● **PROMPT**:
Restating every entry exactly is the whole task.

----- EXCERPTED DATA

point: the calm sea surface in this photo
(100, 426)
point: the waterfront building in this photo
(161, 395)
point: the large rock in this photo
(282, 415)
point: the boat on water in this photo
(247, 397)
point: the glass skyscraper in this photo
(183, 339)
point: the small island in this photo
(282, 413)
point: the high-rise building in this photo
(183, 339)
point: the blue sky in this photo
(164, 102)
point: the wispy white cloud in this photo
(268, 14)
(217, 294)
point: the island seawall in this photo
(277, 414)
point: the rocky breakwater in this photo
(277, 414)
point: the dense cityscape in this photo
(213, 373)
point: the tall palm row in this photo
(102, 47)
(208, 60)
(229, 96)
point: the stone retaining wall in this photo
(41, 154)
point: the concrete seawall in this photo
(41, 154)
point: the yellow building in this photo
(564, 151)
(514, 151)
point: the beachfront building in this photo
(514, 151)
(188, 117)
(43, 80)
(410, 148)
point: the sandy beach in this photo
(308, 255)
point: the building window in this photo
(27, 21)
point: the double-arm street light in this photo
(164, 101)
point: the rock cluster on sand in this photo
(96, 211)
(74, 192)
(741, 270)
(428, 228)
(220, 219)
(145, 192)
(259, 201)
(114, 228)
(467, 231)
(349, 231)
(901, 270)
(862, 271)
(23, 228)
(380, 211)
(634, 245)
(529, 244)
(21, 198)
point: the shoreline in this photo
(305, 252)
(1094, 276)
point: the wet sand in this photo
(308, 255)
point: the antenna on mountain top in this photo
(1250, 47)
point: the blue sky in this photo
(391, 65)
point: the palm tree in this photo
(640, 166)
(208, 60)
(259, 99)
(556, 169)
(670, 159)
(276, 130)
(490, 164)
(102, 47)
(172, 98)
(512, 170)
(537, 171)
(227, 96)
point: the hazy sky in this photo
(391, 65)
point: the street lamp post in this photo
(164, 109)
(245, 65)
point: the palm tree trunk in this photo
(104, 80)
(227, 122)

----------

● **ANSWER TO THE PROBLEM**:
point: the calm sea surface in this photo
(100, 426)
point: the waterfront building in this photo
(161, 395)
point: the large rock in this photo
(282, 415)
point: the boat on water in this photo
(247, 397)
point: the glass skyscraper in this photo
(183, 339)
point: the small island in this photo
(282, 413)
point: the high-rise building in this photo
(183, 339)
point: the blue sky in this photo
(164, 102)
point: the wispy white cloud in this photo
(268, 14)
(217, 294)
point: the island seawall in this photo
(277, 414)
point: the rocky breakwater in this photo
(277, 414)
point: the dense cityscape in this photo
(213, 373)
point: the tall palm row in this photo
(102, 47)
(208, 60)
(229, 96)
point: the stone retaining wall in this photo
(41, 154)
point: the concrete seawall in this photo
(41, 154)
point: the yellow building in this photo
(564, 151)
(514, 151)
point: the beachfront building in this photo
(514, 151)
(188, 117)
(43, 80)
(410, 148)
point: the sandy beach in this photo
(308, 255)
point: the building window in this photo
(27, 21)
point: the double-arm street light in this photo
(164, 101)
point: the rock cluster on sand in this photo
(96, 211)
(74, 192)
(741, 270)
(428, 228)
(220, 219)
(145, 192)
(259, 201)
(114, 228)
(467, 231)
(349, 231)
(901, 270)
(862, 271)
(23, 228)
(380, 211)
(634, 245)
(529, 244)
(21, 198)
point: the shoreline in this photo
(305, 252)
(1094, 276)
point: the wet sand in this photo
(308, 255)
point: the antenna on mountain top in this photo
(1250, 47)
point: the blue sky in this photo
(391, 65)
point: the palm tree in this photo
(640, 166)
(208, 60)
(259, 99)
(556, 169)
(670, 159)
(276, 130)
(490, 164)
(102, 47)
(172, 98)
(512, 170)
(537, 171)
(227, 96)
point: the hazy sky in this photo
(391, 65)
point: the street lamp post in this photo
(164, 109)
(245, 65)
point: the palm tree trunk in this photo
(104, 80)
(227, 122)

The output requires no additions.